**The problem**
From the entries that follow, copy each line containing the word "ginger".

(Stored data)
--- START ---

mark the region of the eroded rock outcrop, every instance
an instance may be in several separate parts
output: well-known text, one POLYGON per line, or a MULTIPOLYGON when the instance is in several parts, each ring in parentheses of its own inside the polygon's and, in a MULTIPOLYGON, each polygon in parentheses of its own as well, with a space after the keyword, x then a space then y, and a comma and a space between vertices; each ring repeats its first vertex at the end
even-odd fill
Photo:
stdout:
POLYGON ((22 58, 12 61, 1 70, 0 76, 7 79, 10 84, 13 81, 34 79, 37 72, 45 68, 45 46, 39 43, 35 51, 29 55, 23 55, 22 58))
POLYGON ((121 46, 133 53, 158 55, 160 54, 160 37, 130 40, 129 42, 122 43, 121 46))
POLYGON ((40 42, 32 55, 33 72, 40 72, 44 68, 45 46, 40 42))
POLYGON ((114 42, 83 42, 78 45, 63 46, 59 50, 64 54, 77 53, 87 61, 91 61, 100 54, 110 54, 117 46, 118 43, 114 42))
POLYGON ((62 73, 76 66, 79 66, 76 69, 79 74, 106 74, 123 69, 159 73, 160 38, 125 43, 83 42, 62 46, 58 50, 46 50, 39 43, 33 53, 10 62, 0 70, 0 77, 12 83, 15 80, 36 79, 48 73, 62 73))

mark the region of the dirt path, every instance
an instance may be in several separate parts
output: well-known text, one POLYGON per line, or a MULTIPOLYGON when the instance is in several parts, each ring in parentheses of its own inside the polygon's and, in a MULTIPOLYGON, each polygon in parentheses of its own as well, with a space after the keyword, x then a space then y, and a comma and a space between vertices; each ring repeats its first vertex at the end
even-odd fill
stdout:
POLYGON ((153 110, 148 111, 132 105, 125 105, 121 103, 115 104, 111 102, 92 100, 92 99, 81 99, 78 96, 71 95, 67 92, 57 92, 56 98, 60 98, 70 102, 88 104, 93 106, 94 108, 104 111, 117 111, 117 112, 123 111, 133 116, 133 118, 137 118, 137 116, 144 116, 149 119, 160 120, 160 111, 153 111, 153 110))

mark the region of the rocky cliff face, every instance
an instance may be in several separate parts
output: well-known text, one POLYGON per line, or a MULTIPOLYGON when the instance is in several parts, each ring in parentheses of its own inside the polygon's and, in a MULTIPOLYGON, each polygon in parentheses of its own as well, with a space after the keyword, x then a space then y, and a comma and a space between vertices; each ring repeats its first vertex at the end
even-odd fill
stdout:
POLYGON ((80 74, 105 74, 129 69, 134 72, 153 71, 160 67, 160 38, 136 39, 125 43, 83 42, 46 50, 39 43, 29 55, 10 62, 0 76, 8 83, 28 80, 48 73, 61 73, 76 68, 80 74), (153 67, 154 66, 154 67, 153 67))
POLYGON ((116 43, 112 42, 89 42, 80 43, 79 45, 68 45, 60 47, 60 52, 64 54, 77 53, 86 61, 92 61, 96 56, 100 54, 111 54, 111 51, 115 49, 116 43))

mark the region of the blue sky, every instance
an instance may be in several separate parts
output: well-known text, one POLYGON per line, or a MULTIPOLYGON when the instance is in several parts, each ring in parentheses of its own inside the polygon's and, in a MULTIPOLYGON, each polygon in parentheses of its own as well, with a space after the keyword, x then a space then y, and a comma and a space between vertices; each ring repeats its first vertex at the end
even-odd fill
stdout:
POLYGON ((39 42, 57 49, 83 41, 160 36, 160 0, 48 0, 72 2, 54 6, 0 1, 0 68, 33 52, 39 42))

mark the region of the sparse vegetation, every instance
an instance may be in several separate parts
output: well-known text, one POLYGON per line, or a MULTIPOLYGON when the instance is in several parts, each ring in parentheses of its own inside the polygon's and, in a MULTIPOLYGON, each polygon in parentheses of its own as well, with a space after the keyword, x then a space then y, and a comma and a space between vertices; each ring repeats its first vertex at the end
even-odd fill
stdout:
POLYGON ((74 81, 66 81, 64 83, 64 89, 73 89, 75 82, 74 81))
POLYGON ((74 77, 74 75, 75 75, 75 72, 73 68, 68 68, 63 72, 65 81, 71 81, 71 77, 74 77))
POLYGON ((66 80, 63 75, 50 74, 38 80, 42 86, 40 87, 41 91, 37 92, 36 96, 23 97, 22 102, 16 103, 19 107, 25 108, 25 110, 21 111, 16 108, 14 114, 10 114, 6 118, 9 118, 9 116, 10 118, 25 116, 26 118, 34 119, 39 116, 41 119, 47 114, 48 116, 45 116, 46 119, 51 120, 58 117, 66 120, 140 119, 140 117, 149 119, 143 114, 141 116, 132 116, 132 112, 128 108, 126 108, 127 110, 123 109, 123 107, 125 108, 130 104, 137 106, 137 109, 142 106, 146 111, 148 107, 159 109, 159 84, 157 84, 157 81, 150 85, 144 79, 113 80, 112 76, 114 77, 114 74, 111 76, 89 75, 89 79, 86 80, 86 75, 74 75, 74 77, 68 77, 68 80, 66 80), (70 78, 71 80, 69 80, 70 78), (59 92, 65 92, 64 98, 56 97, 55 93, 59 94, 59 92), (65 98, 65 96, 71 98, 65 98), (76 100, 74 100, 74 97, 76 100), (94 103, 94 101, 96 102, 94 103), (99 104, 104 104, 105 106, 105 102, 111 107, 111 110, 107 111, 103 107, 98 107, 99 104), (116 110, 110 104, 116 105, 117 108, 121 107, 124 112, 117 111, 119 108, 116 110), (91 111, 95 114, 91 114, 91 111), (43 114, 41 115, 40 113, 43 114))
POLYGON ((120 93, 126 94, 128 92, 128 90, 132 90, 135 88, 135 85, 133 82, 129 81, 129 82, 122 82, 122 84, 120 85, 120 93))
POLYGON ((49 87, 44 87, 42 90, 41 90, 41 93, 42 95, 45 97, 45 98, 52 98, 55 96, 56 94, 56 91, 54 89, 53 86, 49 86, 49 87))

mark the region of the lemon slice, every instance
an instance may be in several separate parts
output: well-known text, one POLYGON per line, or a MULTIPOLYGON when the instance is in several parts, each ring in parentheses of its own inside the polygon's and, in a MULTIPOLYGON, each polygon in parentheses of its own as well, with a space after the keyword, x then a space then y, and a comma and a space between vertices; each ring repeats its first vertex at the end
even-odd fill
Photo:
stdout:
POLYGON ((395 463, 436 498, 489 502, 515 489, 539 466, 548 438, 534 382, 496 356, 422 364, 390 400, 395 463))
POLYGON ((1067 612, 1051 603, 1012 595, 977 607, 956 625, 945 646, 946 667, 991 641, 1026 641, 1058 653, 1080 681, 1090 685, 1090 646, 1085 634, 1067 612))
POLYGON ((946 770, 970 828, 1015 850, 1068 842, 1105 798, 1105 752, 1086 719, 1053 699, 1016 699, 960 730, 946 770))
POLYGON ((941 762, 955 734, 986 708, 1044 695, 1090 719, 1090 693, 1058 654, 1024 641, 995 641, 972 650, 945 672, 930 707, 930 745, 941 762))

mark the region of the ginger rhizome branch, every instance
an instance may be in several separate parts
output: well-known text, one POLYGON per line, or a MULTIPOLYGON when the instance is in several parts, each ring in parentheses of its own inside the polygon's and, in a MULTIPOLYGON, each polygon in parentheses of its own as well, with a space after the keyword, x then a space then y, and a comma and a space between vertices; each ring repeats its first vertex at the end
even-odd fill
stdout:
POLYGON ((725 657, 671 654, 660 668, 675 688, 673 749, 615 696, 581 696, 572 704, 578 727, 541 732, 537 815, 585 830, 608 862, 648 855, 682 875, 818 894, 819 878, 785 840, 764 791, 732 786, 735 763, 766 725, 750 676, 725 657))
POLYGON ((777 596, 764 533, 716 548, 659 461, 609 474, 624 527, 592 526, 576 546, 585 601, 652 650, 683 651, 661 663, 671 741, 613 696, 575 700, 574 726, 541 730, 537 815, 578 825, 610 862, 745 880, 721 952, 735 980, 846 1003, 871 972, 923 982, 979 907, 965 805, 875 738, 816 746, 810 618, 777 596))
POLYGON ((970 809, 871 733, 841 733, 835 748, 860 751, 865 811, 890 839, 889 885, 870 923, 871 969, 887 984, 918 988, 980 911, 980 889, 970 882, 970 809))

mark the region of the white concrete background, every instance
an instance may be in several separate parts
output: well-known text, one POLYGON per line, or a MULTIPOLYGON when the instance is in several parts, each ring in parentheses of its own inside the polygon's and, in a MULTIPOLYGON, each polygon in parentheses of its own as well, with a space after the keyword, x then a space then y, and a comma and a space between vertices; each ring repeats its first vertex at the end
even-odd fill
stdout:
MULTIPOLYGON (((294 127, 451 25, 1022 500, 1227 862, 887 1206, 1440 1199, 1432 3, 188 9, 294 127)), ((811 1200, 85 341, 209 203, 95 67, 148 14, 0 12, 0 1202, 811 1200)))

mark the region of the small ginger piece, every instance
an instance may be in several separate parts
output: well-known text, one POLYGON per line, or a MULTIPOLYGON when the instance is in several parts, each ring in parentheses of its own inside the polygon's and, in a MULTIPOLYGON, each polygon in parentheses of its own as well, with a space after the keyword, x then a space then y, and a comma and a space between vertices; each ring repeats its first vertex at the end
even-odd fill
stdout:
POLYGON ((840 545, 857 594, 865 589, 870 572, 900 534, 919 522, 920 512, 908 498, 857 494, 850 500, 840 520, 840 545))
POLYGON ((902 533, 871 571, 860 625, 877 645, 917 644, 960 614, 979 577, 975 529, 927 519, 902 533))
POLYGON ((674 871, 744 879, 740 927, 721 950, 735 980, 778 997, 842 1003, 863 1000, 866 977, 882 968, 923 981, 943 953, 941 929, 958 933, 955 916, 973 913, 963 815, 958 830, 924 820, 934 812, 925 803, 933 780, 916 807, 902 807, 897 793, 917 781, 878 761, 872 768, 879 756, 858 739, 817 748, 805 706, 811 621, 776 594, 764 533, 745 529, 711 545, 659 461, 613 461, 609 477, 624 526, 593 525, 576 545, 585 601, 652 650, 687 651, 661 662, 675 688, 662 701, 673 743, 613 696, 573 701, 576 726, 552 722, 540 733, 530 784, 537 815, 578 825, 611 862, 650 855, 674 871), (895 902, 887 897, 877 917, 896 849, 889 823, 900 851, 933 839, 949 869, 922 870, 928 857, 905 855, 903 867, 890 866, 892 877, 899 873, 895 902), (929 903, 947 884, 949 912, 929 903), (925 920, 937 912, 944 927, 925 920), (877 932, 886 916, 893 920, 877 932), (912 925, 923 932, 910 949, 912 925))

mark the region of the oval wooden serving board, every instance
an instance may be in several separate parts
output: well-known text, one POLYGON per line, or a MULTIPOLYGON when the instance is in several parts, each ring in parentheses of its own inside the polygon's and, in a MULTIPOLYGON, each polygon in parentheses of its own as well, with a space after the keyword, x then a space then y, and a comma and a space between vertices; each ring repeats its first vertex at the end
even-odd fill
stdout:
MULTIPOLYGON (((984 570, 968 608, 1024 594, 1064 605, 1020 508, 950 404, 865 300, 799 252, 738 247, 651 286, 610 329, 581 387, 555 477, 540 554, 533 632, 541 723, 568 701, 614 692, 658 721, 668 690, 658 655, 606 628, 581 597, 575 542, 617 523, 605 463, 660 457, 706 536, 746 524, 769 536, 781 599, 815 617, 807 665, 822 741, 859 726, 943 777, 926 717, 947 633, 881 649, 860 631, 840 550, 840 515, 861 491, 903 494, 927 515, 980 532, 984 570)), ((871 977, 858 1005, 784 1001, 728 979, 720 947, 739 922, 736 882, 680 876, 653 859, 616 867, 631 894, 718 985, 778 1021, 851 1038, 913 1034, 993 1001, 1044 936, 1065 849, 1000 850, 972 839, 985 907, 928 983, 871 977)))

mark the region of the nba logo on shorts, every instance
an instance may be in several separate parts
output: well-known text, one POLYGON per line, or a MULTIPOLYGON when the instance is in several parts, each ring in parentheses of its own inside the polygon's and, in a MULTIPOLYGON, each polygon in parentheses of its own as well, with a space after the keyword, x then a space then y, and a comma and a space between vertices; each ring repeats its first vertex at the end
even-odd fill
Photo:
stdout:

--- END ---

**Reply**
mark the region of the ginger rhizome branch, every instance
mark the region of the small ginger piece, every instance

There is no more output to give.